TO DO ->
An exact copy of every entry is the required answer.

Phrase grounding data
----------------

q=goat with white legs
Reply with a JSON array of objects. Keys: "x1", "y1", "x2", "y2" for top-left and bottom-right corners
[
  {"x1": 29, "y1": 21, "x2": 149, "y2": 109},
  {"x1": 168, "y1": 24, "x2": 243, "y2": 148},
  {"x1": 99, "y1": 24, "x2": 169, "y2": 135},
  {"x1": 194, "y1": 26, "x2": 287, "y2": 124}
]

----------------

SOLUTION FOR THIS PROBLEM ->
q=goat with white legs
Reply with a JSON array of objects. Keys: "x1", "y1", "x2", "y2" for top-left and bottom-right corners
[
  {"x1": 29, "y1": 21, "x2": 149, "y2": 109},
  {"x1": 168, "y1": 24, "x2": 243, "y2": 148},
  {"x1": 99, "y1": 24, "x2": 169, "y2": 135},
  {"x1": 194, "y1": 26, "x2": 287, "y2": 124}
]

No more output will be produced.